YOUR INSTRUCTIONS: In the course descriptions below, quote the stretch from "(Offered as THDA" through "a finished draft." word for word.

Production Studio

An advanced course in the production of Theater and Dance works. Primary focus will be on the integration of the individual student into a leadership role within the Department’s producing structure. Each student will accept a specific responsibility with a departmental production team testing his or her artistic, managerial, critical, and problem-solving skills. A half course.

Admission with consent of the instructor. Not open to first-year students. Fall semester: Professor Dougan. Spring semester: Professor Woodson.

Playwriting Studio

(Offered as THDA 370 and ENGL 322) A workshop/seminar for writers who want to complete a full-length play or series of plays. Emphasis will be on bringing a script to a level where it is ready for the stage. Although there will be some exercises in class to continue the honing of playwriting skills and the study of plays by established writers as a means of exploring a wide range of dramatic vocabularies, most of the class time will be spent reading and commenting on the plays of the workshop members as these plays progress from the first draft to a finished draft.

Solo Performance

In this studio course, we will explore different skills and approaches towards creating solo performance. We will examine examples of historical and contemporary live solo performances in theater, dance, music, street, stand up and in political/social arenas to inform and ask what makes these effective (or not). We will use what we learn from these examples to inspire our own solo material. We will also develop additional techniques (through improvisational trial and error) that enliven and engage our different voices, stories, imaginations and emotions.

GIVEN RECORDS:

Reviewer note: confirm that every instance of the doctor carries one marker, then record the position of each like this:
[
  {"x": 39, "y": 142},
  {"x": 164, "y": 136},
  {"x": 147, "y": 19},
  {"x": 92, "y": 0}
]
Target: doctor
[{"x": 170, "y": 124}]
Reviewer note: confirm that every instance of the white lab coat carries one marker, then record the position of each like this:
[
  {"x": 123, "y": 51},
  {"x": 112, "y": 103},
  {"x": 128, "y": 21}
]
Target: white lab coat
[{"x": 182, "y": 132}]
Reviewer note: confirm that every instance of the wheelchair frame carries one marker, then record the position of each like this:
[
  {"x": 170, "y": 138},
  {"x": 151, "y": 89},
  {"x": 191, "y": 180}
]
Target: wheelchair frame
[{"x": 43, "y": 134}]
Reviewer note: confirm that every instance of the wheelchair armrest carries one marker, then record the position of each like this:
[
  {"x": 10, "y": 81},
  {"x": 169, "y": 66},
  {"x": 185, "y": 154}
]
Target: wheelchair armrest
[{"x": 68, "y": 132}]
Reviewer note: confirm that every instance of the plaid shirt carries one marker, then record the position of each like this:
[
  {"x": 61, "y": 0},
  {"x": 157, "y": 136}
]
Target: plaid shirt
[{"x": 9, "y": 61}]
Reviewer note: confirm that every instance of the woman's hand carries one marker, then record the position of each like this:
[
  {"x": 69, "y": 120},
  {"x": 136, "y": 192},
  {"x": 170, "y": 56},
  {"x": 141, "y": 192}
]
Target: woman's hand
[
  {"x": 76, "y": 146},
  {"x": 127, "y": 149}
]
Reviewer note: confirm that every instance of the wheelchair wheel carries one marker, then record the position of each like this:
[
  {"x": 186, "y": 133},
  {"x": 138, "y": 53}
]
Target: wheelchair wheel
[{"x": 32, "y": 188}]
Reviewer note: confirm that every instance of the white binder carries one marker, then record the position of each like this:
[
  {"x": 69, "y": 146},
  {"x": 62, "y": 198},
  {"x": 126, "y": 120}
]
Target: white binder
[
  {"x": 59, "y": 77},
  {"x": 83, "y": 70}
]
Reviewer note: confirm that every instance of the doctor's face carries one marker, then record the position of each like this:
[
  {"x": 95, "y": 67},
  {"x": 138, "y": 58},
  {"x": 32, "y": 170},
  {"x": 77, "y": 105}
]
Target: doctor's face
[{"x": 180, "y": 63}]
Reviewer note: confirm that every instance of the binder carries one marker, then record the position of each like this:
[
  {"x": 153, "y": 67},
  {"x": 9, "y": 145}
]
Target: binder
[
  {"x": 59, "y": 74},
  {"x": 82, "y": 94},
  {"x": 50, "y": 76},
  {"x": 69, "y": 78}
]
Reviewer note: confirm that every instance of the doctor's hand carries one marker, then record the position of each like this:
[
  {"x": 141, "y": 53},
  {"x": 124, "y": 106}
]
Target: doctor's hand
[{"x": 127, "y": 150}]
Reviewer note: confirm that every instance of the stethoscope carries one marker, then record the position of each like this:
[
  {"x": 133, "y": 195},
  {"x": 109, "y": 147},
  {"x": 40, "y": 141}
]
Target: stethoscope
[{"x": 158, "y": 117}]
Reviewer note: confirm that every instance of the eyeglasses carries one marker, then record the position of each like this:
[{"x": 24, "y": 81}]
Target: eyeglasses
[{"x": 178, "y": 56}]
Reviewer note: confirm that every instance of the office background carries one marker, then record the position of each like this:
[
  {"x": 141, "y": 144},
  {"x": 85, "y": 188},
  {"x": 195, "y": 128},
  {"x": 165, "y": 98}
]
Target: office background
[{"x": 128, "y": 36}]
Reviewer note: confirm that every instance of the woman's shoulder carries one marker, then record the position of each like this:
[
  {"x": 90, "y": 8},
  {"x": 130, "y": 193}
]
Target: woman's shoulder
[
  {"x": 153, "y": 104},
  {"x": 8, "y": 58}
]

WRITTEN RESPONSE:
(Offered as THDA 370 and ENGL 322) A workshop/seminar for writers who want to complete a full-length play or series of plays. Emphasis will be on bringing a script to a level where it is ready for the stage. Although there will be some exercises in class to continue the honing of playwriting skills and the study of plays by established writers as a means of exploring a wide range of dramatic vocabularies, most of the class time will be spent reading and commenting on the plays of the workshop members as these plays progress from the first draft to a finished draft.